Task to carry out:
Search the material for the string "below" and copy each line where it occurs.

Dataset records:
*** Block opens ***

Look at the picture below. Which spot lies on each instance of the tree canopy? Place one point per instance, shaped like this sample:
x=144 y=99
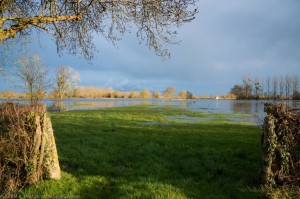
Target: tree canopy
x=73 y=23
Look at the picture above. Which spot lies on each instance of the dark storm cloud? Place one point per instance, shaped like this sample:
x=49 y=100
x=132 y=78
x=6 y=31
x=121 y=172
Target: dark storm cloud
x=227 y=40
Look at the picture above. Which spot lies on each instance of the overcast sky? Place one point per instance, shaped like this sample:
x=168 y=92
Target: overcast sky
x=227 y=40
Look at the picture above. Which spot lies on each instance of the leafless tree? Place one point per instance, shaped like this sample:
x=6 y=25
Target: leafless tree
x=275 y=86
x=288 y=84
x=32 y=73
x=295 y=82
x=281 y=86
x=72 y=23
x=66 y=80
x=169 y=92
x=247 y=81
x=268 y=84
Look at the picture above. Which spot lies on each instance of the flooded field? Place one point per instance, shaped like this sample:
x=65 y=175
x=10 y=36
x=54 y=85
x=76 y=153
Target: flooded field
x=252 y=108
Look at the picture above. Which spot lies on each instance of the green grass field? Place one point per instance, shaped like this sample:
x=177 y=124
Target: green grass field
x=149 y=152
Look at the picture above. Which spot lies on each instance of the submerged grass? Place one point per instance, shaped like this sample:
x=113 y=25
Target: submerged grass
x=109 y=153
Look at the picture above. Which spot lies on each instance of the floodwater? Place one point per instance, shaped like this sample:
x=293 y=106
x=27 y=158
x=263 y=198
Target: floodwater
x=248 y=107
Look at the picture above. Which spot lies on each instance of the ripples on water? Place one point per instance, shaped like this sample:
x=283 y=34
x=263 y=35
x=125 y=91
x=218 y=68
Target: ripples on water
x=254 y=108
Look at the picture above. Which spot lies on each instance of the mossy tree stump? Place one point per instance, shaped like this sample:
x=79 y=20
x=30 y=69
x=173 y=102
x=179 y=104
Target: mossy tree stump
x=28 y=152
x=281 y=146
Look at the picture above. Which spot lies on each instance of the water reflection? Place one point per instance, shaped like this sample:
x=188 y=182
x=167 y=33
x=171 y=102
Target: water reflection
x=250 y=107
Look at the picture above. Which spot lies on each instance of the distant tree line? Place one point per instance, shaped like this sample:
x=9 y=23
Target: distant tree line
x=96 y=92
x=276 y=87
x=31 y=72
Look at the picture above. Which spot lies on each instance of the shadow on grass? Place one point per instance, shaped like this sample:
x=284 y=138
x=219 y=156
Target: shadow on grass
x=120 y=158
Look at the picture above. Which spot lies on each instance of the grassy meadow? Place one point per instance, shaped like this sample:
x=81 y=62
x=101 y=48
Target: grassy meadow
x=152 y=152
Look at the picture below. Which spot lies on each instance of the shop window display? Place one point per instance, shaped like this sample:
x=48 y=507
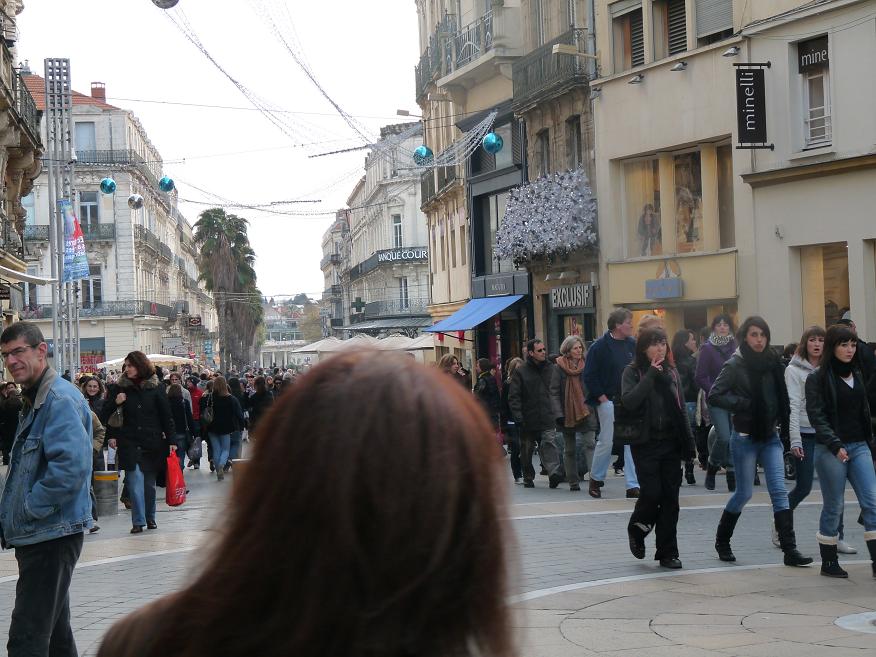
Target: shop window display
x=642 y=208
x=825 y=283
x=688 y=202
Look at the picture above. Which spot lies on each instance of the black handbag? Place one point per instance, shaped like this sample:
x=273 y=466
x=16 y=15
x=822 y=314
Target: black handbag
x=629 y=425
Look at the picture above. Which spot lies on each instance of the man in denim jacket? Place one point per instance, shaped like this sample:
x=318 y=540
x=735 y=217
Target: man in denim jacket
x=45 y=507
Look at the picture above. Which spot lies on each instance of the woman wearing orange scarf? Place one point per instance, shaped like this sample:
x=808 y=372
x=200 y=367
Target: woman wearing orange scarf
x=570 y=410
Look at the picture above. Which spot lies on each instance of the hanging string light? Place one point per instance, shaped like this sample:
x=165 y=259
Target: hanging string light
x=108 y=185
x=560 y=206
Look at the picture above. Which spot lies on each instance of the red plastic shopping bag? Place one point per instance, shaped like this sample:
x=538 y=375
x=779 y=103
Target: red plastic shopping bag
x=175 y=493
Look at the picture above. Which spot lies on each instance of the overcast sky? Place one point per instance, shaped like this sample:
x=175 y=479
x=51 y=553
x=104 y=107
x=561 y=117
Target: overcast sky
x=362 y=54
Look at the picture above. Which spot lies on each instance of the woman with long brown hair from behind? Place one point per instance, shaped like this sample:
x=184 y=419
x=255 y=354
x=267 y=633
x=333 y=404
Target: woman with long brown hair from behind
x=405 y=549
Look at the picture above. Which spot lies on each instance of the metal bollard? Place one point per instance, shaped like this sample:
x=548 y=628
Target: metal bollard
x=106 y=492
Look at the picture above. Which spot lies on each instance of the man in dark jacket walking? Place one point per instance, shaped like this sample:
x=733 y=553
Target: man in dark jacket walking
x=606 y=361
x=530 y=402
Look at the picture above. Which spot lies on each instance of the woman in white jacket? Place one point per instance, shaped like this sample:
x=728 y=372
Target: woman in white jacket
x=803 y=363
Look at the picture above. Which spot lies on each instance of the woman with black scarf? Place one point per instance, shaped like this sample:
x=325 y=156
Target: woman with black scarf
x=838 y=408
x=652 y=388
x=751 y=386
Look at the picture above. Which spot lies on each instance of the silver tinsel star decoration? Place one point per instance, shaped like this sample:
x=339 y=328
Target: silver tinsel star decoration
x=549 y=217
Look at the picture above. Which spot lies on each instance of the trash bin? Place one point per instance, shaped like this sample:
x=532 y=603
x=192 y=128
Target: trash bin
x=106 y=492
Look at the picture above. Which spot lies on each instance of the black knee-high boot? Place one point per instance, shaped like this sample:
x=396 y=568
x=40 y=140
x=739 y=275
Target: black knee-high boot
x=724 y=534
x=785 y=527
x=870 y=537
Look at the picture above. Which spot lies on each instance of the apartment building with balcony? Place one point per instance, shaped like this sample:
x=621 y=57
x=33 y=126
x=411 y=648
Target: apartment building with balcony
x=465 y=74
x=552 y=101
x=21 y=148
x=334 y=265
x=142 y=291
x=388 y=273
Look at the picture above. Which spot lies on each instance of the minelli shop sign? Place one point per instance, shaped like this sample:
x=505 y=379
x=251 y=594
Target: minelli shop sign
x=403 y=254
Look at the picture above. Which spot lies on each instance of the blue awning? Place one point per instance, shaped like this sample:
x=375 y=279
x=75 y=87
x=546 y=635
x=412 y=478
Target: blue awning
x=473 y=313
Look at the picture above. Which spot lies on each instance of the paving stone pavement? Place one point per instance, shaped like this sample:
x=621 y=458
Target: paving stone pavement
x=577 y=590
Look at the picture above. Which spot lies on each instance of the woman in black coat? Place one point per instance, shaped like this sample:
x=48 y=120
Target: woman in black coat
x=143 y=440
x=653 y=390
x=259 y=403
x=183 y=424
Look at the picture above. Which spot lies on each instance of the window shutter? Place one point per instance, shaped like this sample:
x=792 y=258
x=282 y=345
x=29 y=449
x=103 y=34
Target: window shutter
x=713 y=16
x=624 y=7
x=677 y=27
x=637 y=39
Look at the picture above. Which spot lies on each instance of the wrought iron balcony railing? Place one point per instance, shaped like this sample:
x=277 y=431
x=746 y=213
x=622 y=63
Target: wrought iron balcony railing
x=392 y=307
x=106 y=309
x=36 y=233
x=541 y=74
x=91 y=232
x=120 y=157
x=99 y=232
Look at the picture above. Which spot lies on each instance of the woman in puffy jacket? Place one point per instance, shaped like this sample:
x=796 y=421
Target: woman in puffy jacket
x=652 y=388
x=751 y=387
x=804 y=362
x=838 y=408
x=227 y=417
x=144 y=439
x=716 y=351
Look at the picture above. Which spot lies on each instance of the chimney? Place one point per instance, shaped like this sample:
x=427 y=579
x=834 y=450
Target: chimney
x=98 y=91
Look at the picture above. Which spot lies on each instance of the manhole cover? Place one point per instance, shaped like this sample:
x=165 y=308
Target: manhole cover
x=858 y=622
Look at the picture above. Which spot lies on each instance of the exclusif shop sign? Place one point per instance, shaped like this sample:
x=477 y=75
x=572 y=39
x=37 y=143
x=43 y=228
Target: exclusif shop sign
x=751 y=106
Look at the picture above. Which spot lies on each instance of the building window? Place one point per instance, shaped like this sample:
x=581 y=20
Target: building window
x=825 y=283
x=670 y=27
x=30 y=298
x=573 y=142
x=27 y=202
x=627 y=34
x=88 y=209
x=642 y=208
x=814 y=67
x=92 y=292
x=397 y=241
x=403 y=300
x=714 y=20
x=543 y=152
x=83 y=137
x=726 y=217
x=463 y=247
x=537 y=17
x=490 y=212
x=688 y=202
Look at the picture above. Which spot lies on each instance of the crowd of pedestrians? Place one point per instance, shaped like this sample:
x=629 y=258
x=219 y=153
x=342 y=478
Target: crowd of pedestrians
x=731 y=403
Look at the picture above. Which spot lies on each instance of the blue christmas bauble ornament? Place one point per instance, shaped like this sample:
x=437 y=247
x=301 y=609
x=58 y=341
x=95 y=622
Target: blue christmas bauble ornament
x=108 y=185
x=423 y=155
x=492 y=143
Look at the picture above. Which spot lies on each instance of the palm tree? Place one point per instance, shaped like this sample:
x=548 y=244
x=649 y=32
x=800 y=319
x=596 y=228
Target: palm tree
x=226 y=263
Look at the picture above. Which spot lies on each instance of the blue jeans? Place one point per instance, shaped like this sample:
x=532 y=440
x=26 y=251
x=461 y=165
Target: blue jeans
x=181 y=441
x=221 y=445
x=770 y=454
x=720 y=451
x=236 y=441
x=141 y=490
x=832 y=476
x=604 y=443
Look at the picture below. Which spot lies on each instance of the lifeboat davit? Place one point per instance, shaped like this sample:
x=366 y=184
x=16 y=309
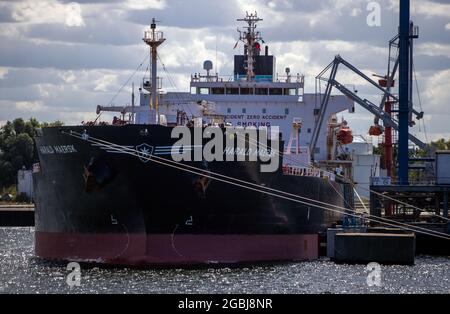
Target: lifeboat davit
x=345 y=136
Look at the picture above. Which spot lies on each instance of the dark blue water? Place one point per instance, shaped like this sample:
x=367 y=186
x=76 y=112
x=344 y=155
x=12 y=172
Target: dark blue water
x=21 y=272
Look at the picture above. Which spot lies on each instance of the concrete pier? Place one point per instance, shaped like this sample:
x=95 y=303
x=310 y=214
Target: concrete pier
x=383 y=248
x=17 y=216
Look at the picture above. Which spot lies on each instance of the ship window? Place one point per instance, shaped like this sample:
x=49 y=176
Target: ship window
x=261 y=91
x=246 y=91
x=232 y=91
x=217 y=91
x=203 y=90
x=290 y=91
x=276 y=91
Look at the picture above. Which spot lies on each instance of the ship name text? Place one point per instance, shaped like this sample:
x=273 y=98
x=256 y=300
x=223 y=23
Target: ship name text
x=57 y=149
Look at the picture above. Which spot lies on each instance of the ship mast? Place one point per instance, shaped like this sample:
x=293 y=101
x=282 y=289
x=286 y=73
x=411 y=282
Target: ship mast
x=154 y=39
x=250 y=38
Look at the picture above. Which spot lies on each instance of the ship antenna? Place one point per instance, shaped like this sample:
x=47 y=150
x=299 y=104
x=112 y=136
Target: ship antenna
x=250 y=38
x=154 y=39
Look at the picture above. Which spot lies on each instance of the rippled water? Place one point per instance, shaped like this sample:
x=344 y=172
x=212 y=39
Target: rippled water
x=21 y=272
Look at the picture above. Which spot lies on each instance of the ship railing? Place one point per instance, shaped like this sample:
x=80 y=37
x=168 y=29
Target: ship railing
x=289 y=170
x=197 y=78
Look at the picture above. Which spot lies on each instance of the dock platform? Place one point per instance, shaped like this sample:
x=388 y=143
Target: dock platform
x=383 y=248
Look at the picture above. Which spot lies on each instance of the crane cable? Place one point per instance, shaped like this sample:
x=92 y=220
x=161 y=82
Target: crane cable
x=209 y=174
x=347 y=180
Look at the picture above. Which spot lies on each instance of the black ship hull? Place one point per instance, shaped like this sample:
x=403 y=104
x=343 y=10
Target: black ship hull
x=95 y=205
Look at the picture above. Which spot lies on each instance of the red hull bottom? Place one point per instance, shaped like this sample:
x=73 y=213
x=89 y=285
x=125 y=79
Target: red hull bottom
x=166 y=250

*** Block closes ***

Answer for this exercise:
Look at the picture below. Which spot lies on each instance of the tree canopy? Place one point per instance, shaped like this sample:
Look at the picture below. Which spot lies on each instance of the shop window display? Place one point per instance, shaped like this sample:
Look at the picture below. Which spot lies on each instance of the lifeboat davit? Place one point per instance, shaped like this sample:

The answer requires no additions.